::: DATA FOR PROCESSING
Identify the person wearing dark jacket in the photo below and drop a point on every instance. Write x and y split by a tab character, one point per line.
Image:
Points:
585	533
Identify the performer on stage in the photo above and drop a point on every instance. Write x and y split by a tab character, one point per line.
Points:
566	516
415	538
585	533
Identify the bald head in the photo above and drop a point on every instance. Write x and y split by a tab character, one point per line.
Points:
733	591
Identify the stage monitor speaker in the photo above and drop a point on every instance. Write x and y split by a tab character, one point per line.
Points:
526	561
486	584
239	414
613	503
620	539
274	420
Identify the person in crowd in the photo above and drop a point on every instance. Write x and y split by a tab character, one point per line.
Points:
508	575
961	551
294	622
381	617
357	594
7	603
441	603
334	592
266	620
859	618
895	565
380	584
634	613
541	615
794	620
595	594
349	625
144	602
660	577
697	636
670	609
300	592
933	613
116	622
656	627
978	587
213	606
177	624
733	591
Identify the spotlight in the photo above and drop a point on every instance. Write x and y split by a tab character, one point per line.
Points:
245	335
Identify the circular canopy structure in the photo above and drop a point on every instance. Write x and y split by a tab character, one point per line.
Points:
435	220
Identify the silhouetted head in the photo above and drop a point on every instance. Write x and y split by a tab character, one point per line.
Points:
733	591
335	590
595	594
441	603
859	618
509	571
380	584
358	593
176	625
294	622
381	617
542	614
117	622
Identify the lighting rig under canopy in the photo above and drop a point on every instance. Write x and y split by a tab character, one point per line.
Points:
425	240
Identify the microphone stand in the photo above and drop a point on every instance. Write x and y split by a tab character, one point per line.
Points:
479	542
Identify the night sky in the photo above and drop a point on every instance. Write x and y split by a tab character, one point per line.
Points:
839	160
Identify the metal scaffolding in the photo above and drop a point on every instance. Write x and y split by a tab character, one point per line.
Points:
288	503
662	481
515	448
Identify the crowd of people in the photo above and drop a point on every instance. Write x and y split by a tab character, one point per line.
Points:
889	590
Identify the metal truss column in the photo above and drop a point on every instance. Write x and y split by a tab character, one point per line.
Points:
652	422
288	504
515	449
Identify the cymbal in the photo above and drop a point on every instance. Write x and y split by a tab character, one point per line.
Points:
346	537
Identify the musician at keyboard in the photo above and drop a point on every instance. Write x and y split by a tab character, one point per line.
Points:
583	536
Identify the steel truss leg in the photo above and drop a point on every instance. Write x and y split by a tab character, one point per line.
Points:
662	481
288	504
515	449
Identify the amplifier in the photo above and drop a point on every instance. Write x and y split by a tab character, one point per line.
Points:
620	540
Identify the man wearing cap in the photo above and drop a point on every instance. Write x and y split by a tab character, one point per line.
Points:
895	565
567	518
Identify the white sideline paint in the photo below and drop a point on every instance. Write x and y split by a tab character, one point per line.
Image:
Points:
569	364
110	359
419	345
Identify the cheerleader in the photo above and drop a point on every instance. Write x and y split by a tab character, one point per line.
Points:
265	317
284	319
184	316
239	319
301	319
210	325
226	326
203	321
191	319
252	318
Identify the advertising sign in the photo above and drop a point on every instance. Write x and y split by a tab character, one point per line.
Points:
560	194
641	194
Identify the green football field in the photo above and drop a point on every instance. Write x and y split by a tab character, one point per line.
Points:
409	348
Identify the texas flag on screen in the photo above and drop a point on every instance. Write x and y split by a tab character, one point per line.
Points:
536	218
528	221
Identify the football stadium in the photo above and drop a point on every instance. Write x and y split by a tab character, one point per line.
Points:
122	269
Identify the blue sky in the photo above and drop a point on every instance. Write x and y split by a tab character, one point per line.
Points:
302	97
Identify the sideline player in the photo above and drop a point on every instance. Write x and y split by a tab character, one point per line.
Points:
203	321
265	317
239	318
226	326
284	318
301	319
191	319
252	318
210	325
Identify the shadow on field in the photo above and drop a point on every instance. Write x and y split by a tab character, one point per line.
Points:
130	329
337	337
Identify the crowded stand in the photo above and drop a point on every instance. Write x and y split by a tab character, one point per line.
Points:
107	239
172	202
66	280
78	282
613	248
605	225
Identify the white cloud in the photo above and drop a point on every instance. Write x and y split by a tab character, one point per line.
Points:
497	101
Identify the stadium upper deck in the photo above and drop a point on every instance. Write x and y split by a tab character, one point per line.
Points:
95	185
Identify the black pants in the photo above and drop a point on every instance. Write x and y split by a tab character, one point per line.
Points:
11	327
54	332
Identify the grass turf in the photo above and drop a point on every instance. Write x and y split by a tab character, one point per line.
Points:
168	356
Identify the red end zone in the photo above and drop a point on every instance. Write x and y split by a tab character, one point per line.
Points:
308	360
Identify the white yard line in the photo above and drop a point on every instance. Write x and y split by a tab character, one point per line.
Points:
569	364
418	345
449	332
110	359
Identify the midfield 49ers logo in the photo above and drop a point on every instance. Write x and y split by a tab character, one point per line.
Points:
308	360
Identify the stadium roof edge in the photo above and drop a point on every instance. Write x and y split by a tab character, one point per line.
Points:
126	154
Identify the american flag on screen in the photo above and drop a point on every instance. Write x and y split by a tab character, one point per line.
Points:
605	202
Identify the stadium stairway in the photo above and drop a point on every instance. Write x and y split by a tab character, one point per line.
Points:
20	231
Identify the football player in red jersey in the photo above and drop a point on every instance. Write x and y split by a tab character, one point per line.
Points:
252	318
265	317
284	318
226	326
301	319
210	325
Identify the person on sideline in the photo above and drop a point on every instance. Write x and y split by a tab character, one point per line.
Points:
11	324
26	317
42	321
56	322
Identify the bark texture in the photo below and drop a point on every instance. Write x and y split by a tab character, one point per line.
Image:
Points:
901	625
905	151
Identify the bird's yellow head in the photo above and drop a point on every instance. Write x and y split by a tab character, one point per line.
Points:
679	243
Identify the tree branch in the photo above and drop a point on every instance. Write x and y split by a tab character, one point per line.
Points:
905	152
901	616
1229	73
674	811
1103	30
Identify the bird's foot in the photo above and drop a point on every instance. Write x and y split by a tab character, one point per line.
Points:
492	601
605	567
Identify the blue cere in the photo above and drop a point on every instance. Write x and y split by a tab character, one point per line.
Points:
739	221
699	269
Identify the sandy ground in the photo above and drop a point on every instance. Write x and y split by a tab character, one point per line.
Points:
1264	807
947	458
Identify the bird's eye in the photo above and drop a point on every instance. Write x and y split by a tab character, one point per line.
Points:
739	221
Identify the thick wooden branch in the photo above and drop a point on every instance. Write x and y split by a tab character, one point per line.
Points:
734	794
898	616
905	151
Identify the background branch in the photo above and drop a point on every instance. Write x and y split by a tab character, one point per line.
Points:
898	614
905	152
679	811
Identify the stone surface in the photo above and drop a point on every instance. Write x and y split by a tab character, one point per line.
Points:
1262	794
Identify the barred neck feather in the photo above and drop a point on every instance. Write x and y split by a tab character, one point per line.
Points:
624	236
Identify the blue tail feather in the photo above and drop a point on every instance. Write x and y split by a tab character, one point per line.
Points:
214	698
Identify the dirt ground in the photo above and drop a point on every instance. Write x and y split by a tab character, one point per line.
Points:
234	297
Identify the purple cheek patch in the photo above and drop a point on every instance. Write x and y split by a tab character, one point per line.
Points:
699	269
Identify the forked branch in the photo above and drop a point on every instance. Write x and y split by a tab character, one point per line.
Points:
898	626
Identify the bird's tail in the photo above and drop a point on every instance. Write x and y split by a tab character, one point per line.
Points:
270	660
::::::
Print nothing but the lines from the line with "Identify the barred" to the last line of the records above. Both of those lines count.

Identify the barred neck feather in the photo above and drop a point on every instance. Write x and y split by a tab character, one point per line.
Points:
624	236
Identify the blue tail feather in the photo above and drop a point on every instance. Write x and y split by a tab character, one point per line.
Points:
214	698
Identify the dirt ground in the photo above and drop a point on every instance. Write x and y split by a tab character, one point per line.
Points:
234	297
Identify the purple cheek patch in the photo above and drop a point on every instance. Write x and y split by a tab character, one point per line.
Points:
699	269
Identify the forked branch in the photo above and drop a point on every instance. Write x and y split by a tab character, one point per line.
Points:
898	626
Identify the bird's tail in the photo above and drop a point on every instance. Write x and y split by a tab character, one point per line.
Points:
270	660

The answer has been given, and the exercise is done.